Directive:
Output, as a numbered list with blank lines omitted, only the lines in the items below, starting with the line that contains "Can you confirm that the forest" and continuing through the line that contains "Can you confirm that the brick", both included.

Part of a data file
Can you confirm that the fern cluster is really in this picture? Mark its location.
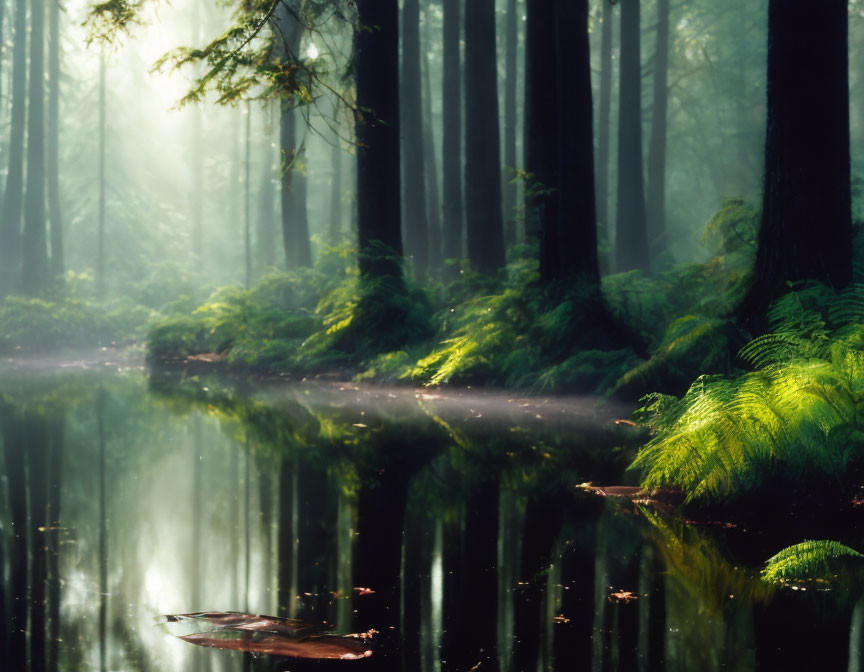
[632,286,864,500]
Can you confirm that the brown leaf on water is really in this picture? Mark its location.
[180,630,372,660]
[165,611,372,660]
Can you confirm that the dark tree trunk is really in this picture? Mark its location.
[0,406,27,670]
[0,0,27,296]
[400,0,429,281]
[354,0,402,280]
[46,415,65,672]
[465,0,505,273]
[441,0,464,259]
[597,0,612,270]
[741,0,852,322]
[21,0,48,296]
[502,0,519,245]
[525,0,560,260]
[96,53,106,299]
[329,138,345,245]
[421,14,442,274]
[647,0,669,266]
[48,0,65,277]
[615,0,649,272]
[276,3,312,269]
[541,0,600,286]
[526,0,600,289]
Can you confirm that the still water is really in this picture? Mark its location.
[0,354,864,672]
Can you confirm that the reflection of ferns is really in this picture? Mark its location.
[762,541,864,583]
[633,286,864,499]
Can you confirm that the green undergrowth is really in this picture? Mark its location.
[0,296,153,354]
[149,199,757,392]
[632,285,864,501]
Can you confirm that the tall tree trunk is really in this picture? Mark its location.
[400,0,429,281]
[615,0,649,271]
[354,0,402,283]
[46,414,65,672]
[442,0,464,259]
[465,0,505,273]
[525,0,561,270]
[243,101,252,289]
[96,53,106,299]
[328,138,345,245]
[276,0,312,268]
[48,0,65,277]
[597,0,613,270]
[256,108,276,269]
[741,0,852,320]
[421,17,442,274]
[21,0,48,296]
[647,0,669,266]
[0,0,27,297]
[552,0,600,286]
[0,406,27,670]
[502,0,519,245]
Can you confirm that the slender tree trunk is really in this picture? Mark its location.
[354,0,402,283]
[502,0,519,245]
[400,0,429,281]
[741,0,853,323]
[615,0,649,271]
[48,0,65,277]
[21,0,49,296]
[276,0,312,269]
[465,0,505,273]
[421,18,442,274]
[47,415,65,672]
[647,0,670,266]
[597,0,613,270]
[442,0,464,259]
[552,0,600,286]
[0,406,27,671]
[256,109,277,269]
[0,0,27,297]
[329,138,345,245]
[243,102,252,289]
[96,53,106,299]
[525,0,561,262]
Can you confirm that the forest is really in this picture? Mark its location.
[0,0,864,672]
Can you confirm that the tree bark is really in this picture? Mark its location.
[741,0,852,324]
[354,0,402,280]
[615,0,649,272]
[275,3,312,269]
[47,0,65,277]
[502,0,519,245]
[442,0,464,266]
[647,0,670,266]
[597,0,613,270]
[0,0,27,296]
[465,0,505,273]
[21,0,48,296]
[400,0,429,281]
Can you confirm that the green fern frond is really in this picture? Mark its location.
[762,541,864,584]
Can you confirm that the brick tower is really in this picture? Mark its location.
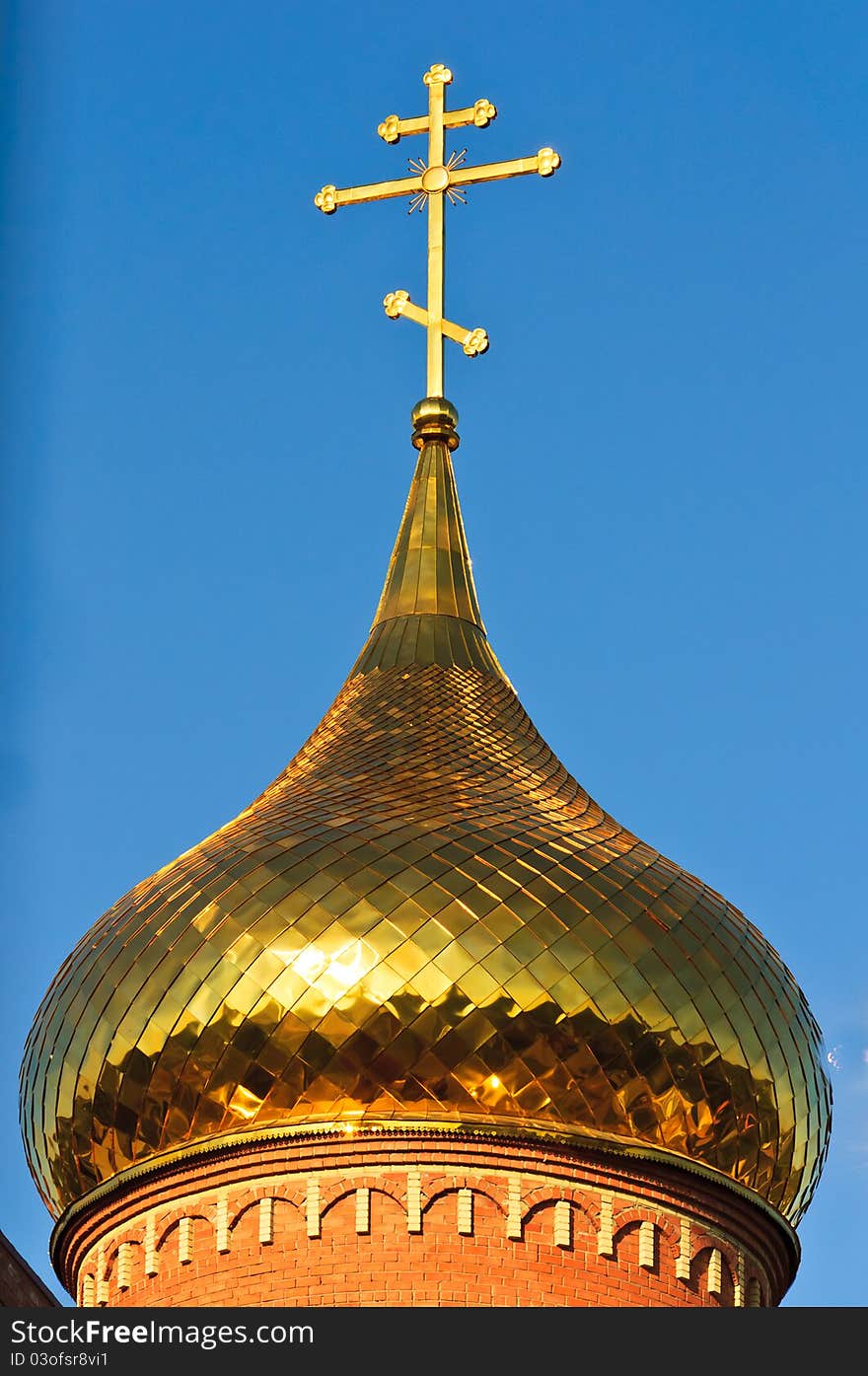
---
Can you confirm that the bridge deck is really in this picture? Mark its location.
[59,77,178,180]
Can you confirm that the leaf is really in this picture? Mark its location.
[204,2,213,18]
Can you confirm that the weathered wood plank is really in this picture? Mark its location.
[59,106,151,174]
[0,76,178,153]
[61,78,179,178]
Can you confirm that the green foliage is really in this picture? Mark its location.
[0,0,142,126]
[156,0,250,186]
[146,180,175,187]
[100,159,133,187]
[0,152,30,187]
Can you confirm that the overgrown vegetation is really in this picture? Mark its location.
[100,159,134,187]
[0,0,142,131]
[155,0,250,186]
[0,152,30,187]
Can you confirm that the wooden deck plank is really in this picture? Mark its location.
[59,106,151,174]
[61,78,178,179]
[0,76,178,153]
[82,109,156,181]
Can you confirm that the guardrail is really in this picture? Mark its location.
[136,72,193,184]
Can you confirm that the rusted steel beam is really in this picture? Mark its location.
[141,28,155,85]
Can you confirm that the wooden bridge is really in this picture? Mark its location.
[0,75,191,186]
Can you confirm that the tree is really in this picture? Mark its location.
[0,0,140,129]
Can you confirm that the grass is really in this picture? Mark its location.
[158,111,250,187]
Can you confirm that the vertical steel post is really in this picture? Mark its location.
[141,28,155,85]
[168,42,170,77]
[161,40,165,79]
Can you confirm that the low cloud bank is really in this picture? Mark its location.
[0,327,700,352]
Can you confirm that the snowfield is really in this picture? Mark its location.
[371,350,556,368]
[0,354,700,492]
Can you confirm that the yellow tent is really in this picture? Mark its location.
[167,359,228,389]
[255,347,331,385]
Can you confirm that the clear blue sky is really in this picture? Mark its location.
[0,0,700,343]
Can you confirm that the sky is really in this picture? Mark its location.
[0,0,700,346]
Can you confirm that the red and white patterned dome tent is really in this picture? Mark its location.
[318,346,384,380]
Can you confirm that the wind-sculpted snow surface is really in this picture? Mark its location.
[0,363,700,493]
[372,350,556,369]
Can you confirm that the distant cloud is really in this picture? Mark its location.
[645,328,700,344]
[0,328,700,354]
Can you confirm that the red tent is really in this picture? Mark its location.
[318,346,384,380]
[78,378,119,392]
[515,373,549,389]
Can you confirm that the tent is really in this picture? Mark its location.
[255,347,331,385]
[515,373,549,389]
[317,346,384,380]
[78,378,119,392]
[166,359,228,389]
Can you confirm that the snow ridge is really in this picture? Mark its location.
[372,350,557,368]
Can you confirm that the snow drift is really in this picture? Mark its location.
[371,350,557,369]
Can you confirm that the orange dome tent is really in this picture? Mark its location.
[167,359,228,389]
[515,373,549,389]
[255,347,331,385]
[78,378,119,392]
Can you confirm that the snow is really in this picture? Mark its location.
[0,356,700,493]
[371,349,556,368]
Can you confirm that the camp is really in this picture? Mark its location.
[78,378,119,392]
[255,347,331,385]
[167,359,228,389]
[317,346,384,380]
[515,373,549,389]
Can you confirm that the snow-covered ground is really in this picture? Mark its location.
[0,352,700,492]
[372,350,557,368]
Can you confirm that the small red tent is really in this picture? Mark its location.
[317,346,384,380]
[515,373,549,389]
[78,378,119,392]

Exercise answer:
1. Can you confirm that the forest is really in this picture? Mark its location.
2. [0,0,864,672]
3. Can you confirm that the tree bark is really in this picture? Mark its location.
4. [741,0,852,324]
5. [354,0,402,280]
6. [615,0,649,272]
7. [275,3,312,269]
8. [47,0,65,277]
9. [502,0,519,245]
10. [442,0,464,266]
11. [647,0,670,266]
12. [597,0,613,270]
13. [0,0,27,296]
14. [465,0,505,273]
15. [21,0,48,296]
16. [400,0,429,281]
17. Can you confirm that the green fern frond is really in this picture? Mark its location.
18. [762,541,864,584]
19. Can you confirm that the brick tower is really in this picture? Mark its location.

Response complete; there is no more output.